- _本文抜粋_
2020年の後のことを真剣に考えろ --- 岡本 裕明

アゴラ

2020年のオリンピック開催決定は今年の10大ニュースのベスト3には入ると思います。それにあわせて各方面から関連の投資のみならず、民間部門の投資が具体化してきています。ホテルの建設をはじめ、あらゆるインフラ、箱物が官民合わせて多くスタートしようとしています。まさにオリンピックを目指して日本の全精力を集中するといってもおかしくないでしょう。


私は2020年後のオリンピックの残影を少しでも頭に描きながらオリンピックにかかわらず、何が本当に必要な開発事業で余計な投資はないのか、改めて精査するべきかと思います。アベノミクスとオリンピック関連でこれだけプロジェクトが並ぶとプロジェクトの推進母体はプロジェクトをやることに意義を感じ、全体像が見えなくなります。プロジェクト担当者は自分のプロジェクトこそ最も正しいものであると一切の疑いを持たず、イケイケどんどんのスタイルに陥りがちです。事実、その間違いに陥ったのがバブル時期の開発事業でした。不動産開発にどっぷり浸かっていた私も勿論その一人でした。

- _課題 1_
上の本文について、次の問いに答えてください。
(a) 筆者は、2020年のオリンピック開催決定が今年の10大ニュースで何に入ると思うと述べているか。
(b) プロジェクト担当者が陥りがちだとされるのは、どんなスタイルか。
(c) その間違いに陥ったのは、どの時期の開発事業だったと書かれているか。

- _データ項目_
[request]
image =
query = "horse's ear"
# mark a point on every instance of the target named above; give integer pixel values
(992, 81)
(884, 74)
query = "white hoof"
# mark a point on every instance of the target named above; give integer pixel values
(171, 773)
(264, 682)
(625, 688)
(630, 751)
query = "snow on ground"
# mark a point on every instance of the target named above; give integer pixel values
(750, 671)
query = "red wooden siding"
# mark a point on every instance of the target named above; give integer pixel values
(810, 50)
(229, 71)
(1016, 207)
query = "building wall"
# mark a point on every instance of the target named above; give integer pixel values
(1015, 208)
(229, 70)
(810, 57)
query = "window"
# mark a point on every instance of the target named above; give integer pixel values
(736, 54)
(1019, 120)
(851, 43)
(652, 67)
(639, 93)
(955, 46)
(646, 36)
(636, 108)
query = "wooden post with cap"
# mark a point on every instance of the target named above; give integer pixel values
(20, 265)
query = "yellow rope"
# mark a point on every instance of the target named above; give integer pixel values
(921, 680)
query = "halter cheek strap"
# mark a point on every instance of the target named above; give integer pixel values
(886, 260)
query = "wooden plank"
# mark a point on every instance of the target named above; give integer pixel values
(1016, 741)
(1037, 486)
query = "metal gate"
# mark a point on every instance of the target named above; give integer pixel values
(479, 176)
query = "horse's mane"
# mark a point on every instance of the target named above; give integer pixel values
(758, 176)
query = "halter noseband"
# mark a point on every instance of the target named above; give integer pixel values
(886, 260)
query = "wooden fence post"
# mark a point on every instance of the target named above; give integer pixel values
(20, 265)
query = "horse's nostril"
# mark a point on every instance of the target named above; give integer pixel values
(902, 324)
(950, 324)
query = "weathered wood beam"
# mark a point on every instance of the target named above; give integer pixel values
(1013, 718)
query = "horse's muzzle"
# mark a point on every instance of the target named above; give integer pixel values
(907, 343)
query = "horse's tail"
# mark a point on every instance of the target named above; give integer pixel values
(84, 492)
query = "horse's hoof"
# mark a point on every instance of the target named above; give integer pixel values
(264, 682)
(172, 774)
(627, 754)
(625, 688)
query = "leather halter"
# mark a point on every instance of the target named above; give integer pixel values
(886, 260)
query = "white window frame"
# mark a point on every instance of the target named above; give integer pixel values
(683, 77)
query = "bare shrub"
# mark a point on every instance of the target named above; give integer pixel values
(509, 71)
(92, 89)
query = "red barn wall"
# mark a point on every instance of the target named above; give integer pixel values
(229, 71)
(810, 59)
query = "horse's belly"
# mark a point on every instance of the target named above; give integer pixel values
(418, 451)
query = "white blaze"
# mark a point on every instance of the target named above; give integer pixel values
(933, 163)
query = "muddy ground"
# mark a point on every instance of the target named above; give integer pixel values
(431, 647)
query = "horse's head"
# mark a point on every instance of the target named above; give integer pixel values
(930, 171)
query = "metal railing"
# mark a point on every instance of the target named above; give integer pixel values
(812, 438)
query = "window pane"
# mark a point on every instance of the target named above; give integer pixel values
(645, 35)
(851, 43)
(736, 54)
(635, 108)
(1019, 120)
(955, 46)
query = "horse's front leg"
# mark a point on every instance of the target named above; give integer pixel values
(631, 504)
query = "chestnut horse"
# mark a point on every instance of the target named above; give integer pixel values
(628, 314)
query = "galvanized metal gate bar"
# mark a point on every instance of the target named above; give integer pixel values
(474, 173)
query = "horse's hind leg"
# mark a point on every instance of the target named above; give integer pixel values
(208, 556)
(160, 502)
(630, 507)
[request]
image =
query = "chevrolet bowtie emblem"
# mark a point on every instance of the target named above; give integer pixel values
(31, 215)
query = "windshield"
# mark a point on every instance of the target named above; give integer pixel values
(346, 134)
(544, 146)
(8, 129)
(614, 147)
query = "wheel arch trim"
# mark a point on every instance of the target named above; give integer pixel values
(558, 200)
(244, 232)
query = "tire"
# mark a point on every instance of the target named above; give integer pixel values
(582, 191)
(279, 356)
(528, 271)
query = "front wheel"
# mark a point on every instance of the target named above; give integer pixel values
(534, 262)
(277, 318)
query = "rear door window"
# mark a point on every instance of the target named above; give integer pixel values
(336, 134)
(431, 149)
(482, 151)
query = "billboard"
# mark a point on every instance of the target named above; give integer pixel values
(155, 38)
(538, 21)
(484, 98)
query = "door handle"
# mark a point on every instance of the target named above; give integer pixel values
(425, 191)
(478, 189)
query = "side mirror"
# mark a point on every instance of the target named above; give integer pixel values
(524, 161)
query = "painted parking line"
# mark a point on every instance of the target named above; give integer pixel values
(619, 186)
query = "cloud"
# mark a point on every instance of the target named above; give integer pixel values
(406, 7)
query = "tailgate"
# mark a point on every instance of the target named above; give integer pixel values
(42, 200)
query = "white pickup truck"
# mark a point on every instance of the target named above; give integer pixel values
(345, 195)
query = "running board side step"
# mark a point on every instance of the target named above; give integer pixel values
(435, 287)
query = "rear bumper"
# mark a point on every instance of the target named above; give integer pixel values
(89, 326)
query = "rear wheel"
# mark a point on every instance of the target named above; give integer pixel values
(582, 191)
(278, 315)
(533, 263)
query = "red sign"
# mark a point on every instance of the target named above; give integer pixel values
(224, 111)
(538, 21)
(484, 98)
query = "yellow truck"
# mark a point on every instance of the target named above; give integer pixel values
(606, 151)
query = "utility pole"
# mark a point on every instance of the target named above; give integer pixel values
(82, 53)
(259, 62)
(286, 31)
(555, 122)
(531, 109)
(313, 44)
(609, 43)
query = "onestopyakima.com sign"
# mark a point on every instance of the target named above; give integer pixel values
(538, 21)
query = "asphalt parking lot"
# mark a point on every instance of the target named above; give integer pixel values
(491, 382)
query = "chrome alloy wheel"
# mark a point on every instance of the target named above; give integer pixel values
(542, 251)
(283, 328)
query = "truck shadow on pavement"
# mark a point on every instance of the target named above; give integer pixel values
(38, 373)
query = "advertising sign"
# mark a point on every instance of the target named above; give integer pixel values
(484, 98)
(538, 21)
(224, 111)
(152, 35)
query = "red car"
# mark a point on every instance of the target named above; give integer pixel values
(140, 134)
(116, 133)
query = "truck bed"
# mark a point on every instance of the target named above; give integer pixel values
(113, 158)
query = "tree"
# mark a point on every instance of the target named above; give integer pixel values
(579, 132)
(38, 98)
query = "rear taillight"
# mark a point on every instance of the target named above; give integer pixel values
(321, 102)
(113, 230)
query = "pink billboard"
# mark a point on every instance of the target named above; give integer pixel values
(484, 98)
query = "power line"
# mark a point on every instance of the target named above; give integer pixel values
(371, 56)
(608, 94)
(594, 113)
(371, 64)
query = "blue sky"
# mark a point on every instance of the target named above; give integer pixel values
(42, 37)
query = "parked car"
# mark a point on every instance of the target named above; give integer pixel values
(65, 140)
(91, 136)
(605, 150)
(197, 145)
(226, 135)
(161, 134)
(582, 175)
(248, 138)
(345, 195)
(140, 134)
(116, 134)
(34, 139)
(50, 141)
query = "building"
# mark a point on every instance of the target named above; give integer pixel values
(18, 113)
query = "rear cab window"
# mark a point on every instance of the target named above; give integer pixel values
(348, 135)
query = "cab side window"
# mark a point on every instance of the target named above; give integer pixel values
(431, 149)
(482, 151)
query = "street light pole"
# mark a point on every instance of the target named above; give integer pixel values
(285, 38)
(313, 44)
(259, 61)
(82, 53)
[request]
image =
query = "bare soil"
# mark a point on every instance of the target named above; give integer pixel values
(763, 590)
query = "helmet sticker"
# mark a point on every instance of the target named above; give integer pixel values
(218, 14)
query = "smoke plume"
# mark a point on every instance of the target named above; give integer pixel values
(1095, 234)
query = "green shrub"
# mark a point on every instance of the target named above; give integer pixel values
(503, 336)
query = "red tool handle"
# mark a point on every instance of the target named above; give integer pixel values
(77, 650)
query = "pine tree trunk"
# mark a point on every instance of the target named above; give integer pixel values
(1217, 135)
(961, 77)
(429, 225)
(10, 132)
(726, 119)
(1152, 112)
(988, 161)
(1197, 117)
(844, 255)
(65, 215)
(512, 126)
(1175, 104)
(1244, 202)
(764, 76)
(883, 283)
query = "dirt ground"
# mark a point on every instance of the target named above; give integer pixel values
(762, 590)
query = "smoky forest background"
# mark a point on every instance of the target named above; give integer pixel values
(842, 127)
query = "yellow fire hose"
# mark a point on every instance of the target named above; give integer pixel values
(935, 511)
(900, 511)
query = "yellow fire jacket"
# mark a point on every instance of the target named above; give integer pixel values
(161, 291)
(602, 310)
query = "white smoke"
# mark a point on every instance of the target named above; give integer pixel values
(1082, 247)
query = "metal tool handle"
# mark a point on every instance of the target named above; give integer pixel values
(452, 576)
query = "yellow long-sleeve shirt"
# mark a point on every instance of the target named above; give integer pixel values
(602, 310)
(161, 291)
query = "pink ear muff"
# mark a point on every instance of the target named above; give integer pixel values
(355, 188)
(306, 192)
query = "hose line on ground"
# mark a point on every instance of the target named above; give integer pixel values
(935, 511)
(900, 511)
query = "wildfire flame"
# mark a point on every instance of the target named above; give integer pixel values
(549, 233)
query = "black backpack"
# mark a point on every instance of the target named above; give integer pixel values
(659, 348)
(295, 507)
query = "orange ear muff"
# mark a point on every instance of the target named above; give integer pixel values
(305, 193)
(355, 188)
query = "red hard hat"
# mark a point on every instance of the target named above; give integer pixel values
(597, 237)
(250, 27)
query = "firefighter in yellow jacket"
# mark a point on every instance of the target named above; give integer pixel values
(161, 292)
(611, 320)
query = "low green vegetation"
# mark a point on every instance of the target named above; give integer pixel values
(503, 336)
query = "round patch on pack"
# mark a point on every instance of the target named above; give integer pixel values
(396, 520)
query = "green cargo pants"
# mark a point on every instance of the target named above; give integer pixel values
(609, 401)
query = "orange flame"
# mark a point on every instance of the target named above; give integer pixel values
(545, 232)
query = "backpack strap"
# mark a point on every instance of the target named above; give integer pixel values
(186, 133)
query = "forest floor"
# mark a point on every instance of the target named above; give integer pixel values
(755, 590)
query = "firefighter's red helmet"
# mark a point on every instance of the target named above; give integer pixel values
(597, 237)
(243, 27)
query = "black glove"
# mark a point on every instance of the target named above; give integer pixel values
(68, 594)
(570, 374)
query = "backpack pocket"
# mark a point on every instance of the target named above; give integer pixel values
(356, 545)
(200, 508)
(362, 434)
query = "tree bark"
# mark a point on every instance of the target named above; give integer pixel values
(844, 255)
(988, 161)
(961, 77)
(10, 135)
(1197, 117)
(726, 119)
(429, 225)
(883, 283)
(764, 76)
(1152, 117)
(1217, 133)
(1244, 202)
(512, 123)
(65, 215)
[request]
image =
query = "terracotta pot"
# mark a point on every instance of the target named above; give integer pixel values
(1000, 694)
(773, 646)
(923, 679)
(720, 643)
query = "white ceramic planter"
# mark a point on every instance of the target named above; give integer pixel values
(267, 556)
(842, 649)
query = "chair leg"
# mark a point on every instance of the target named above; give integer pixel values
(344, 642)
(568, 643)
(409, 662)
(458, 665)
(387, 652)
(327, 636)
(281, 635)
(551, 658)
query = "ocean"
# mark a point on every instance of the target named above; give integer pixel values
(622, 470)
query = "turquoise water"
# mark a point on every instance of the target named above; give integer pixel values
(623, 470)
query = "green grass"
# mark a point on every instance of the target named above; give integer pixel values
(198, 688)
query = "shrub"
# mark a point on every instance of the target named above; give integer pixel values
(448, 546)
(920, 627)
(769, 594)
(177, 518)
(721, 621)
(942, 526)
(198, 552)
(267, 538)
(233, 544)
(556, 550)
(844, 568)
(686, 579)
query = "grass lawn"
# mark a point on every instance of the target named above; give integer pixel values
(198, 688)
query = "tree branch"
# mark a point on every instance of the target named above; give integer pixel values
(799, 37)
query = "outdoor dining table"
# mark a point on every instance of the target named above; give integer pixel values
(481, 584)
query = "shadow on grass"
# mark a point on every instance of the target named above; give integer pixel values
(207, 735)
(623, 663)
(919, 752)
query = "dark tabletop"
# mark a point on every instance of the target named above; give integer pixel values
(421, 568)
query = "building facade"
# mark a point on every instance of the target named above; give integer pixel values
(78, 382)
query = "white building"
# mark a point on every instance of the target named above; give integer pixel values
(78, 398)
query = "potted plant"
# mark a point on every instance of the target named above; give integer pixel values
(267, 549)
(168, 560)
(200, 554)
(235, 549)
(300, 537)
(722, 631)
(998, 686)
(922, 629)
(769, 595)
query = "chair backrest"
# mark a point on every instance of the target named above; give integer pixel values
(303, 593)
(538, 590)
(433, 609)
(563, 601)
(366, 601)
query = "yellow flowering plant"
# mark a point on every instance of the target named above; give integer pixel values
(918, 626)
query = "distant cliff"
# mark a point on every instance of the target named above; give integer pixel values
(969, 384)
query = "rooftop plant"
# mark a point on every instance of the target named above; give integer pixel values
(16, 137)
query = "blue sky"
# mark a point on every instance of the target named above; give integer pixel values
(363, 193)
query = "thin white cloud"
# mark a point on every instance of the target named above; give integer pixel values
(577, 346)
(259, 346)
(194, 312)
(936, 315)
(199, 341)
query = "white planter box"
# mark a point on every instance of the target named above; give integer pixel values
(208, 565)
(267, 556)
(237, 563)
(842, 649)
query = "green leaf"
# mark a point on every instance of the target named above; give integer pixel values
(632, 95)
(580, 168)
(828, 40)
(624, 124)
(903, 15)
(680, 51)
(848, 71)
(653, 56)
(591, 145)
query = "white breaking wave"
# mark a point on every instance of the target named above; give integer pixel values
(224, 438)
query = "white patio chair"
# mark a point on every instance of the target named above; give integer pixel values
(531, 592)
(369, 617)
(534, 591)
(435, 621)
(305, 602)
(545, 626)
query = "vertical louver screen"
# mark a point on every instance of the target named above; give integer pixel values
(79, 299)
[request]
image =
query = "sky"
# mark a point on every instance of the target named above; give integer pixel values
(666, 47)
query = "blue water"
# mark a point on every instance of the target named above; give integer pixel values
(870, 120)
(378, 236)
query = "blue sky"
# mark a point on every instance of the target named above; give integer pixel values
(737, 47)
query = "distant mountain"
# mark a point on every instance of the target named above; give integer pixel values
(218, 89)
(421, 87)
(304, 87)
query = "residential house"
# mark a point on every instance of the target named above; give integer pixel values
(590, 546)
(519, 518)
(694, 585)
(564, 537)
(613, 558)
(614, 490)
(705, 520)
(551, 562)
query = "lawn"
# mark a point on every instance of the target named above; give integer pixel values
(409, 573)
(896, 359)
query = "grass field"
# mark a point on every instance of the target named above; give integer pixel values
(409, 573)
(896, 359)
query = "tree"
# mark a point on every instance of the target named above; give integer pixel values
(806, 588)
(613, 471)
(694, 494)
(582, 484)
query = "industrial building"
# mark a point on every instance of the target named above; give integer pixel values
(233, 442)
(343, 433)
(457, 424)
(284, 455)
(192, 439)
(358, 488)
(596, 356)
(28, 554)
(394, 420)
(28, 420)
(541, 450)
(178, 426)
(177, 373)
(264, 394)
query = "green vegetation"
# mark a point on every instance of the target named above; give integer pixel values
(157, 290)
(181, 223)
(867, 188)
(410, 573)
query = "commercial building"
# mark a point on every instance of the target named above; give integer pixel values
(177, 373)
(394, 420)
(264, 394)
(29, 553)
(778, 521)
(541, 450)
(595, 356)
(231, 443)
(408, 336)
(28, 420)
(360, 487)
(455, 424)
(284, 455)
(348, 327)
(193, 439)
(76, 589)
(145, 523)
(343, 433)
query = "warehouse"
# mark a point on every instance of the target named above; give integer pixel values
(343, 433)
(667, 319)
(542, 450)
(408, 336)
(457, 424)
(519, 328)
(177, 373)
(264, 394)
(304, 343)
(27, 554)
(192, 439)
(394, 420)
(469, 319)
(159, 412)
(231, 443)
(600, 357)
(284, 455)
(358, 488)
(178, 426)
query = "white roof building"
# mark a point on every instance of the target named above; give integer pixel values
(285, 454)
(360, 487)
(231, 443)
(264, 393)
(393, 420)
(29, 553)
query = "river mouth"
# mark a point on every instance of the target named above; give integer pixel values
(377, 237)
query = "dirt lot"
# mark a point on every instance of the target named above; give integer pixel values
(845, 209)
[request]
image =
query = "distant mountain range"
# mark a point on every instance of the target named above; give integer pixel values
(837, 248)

- _課題 2_
上の項目から、文字列「black」を含む行をすべて書き出してください。大文字と小文字は区別します。

- _正答 1_
(a) ベスト3
(b) イケイケどんどんのスタイル
(c) バブル時期

- _正答 2_
query = "black backpack"
query = "black glove"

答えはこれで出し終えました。